▸ **EXERCISE GOAL**
In full and without alteration, transcribe the listing.

▸ **SUPPLIED DATA**

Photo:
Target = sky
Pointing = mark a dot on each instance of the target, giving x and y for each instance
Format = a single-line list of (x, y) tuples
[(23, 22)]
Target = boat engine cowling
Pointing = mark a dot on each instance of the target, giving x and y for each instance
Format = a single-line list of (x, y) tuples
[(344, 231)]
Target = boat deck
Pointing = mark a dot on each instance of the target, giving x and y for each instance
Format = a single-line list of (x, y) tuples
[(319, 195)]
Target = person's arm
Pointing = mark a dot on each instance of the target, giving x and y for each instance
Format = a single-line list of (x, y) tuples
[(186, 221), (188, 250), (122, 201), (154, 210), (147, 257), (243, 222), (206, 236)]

▸ **ANSWER SPACE**
Photo:
Target = sky
Pointing = mark a dot on each instance of the target, giving x and y for each instance
Format = a single-line list of (x, y) tuples
[(23, 22)]
Target = boat engine cowling
Pointing = mark a dot on each instance of the target, giving x and y for each instance
Format = a single-line list of (x, y) tuples
[(344, 231)]
Target = boat deck
Pointing = mark a dot on each instance of the target, giving x and y for each instance
Format = a single-line list of (x, y) tuples
[(319, 195)]
Target = person's arm
Pointing = mark a dot on each instance of the target, giving x and y for each instance
Format = a single-line list of (x, y) tuples
[(186, 221), (188, 250), (122, 201), (154, 210), (147, 257), (243, 222), (206, 236)]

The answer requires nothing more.